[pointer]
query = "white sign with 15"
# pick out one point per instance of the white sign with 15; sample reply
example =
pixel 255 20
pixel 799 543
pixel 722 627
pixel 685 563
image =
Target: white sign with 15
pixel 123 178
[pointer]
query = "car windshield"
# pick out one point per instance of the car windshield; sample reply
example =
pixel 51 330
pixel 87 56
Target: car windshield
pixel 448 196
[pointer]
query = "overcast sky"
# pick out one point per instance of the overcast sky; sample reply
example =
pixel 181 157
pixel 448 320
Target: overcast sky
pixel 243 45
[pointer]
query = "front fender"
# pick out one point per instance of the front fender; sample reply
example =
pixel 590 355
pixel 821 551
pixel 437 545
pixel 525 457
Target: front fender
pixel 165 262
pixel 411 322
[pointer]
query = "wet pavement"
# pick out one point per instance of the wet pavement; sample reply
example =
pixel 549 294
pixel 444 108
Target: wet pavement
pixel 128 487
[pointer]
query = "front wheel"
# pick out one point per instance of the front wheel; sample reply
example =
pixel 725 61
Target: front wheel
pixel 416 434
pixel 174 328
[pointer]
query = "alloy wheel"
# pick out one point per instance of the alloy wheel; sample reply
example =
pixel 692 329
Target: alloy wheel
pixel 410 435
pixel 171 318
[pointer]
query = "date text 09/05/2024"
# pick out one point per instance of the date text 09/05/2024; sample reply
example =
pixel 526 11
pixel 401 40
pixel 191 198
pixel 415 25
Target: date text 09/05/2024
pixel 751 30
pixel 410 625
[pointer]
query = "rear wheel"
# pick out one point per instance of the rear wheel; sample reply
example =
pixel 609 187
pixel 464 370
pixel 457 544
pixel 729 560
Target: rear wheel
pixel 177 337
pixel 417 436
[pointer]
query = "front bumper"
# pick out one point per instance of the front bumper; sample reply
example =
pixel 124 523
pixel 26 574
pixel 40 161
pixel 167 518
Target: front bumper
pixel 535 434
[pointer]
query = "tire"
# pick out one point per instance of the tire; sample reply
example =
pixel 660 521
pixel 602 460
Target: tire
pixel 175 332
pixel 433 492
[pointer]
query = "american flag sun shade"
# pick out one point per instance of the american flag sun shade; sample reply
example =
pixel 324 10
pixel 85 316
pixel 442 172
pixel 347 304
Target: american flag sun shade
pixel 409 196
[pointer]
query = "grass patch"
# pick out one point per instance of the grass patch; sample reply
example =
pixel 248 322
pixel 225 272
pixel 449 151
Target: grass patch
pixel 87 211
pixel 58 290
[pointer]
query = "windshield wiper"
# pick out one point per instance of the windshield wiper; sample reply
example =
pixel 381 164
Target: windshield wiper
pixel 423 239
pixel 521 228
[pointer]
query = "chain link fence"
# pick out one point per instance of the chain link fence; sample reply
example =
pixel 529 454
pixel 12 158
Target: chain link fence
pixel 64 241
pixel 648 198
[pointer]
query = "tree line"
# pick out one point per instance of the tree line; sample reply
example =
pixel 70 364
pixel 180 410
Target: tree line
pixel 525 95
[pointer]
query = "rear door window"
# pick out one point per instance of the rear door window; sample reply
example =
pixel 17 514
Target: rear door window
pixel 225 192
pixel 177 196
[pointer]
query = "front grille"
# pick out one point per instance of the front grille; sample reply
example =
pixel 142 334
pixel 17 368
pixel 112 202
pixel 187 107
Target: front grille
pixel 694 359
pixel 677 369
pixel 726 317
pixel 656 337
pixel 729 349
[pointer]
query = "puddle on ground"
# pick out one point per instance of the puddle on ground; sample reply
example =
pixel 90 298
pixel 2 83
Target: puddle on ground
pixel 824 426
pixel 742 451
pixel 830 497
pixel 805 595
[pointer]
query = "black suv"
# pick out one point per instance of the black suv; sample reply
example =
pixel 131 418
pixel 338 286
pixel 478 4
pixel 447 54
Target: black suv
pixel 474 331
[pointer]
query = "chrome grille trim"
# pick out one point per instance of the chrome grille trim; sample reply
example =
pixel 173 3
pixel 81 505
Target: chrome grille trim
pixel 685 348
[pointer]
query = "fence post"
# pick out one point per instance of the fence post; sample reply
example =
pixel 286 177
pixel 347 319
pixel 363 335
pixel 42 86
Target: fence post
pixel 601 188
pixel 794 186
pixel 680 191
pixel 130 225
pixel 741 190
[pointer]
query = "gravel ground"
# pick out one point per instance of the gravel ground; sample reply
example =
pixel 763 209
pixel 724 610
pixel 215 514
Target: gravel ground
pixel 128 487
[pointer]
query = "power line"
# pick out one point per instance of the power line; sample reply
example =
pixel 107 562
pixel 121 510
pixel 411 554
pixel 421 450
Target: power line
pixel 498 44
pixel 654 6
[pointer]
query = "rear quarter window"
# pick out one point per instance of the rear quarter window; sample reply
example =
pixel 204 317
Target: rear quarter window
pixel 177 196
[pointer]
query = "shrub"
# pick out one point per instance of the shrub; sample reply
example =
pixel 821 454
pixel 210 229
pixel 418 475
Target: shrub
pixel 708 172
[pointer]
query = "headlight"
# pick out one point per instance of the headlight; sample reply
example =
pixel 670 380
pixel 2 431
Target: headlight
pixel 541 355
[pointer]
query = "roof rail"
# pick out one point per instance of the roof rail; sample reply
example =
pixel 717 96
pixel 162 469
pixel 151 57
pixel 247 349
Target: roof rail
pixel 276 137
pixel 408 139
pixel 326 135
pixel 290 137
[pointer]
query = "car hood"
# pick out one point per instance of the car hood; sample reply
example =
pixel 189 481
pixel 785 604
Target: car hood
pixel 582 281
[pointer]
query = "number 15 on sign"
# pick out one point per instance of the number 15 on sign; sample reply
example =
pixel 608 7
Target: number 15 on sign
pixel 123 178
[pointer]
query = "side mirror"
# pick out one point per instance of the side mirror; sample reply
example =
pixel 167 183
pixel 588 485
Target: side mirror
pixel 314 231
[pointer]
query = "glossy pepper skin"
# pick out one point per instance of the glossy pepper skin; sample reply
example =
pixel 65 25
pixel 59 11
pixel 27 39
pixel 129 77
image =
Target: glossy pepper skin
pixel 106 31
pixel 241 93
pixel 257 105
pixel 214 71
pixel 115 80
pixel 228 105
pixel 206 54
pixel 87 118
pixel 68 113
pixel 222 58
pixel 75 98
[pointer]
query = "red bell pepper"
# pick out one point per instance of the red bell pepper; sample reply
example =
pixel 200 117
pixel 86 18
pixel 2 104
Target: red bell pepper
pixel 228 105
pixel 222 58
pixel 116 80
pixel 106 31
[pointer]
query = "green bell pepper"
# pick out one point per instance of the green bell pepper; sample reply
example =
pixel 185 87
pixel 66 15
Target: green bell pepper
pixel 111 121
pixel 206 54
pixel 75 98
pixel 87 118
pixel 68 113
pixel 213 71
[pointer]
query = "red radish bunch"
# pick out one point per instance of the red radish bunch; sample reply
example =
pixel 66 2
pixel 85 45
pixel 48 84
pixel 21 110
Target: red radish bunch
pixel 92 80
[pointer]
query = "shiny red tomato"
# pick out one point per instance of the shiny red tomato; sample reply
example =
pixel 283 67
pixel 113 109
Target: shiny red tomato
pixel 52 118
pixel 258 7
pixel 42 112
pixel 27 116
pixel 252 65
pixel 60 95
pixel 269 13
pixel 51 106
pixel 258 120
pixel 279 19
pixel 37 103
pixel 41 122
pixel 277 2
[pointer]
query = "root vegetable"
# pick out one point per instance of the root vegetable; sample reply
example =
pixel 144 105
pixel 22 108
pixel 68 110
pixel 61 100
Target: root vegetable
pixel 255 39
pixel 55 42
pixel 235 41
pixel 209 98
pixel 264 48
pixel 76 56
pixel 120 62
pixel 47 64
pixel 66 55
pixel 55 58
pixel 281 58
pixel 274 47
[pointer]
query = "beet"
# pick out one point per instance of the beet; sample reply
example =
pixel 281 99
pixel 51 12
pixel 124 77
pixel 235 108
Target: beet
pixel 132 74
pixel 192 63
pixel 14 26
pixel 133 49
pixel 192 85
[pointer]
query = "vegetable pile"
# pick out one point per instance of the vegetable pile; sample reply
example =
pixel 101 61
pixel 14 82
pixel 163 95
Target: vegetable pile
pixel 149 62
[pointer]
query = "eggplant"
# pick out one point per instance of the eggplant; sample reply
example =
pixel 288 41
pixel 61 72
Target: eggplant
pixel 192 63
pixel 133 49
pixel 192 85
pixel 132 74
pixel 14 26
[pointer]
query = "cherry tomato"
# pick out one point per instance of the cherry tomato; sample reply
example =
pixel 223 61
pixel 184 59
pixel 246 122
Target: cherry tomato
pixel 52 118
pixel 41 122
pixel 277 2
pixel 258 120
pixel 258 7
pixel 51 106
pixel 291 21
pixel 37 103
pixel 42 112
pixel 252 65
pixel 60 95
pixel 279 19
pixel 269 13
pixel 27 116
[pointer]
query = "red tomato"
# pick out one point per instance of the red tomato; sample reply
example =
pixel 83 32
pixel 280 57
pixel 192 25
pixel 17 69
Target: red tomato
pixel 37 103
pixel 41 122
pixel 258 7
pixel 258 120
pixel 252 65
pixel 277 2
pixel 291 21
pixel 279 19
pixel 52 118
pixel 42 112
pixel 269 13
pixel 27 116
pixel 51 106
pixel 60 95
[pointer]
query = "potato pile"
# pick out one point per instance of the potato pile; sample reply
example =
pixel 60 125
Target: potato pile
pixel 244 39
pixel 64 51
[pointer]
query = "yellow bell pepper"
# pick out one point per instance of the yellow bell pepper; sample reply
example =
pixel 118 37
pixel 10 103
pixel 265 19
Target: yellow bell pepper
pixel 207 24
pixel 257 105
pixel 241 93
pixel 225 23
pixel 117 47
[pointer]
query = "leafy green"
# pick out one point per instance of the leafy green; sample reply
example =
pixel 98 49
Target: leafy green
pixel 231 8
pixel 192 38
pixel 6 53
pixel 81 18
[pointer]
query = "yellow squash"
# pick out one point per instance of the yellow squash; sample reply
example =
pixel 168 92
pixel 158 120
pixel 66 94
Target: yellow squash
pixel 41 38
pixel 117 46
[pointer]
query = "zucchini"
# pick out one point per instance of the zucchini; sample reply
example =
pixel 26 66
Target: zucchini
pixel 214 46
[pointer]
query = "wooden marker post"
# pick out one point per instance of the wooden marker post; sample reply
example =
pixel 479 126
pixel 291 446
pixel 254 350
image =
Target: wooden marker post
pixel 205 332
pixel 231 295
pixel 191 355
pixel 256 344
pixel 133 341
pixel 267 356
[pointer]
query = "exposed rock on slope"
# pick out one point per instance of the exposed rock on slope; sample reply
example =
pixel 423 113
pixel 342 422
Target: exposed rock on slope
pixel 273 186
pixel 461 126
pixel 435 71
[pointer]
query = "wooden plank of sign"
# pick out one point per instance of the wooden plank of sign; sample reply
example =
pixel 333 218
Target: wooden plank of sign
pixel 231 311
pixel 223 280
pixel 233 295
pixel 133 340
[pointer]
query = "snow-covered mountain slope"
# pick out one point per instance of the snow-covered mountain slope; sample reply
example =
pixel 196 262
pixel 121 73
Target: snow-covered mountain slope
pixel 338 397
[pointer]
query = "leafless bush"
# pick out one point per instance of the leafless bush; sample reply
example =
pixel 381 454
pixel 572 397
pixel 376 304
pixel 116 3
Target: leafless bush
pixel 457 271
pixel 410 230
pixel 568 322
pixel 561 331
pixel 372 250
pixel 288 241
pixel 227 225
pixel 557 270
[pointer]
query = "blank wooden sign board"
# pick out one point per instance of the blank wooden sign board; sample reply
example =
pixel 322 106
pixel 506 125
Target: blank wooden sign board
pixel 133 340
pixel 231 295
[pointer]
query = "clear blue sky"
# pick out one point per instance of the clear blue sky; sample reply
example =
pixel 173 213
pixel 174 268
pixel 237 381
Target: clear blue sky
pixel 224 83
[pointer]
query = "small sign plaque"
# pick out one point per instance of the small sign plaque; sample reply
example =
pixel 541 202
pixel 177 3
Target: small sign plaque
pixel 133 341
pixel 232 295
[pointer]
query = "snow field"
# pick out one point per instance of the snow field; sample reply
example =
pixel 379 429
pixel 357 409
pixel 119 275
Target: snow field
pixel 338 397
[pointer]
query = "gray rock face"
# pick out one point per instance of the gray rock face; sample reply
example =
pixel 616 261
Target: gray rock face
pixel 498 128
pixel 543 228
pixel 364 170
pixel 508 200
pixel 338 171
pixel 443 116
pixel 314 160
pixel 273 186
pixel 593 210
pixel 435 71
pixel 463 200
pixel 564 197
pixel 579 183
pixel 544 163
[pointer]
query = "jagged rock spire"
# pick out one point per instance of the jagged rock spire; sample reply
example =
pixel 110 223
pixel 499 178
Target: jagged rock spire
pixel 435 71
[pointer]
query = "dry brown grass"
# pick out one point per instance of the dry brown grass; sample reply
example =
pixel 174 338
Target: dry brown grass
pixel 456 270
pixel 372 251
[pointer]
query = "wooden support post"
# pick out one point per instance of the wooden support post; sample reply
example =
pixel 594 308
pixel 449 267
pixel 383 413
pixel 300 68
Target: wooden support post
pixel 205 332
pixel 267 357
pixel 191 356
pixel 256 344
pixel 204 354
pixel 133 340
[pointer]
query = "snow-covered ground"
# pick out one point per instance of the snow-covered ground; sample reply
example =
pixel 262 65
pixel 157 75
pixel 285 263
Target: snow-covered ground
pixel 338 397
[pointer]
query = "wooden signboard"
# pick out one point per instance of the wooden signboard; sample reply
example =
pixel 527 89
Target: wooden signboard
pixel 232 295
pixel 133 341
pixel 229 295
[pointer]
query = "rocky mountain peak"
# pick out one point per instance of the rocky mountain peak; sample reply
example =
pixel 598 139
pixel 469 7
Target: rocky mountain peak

---

TASK GOAL:
Among the lines above, find the ones containing "rocky" and copy them.

TASK RESPONSE:
query = "rocky mountain peak"
# pick out one point per instance of the rocky mountain peak; sample reply
Target: rocky mountain peak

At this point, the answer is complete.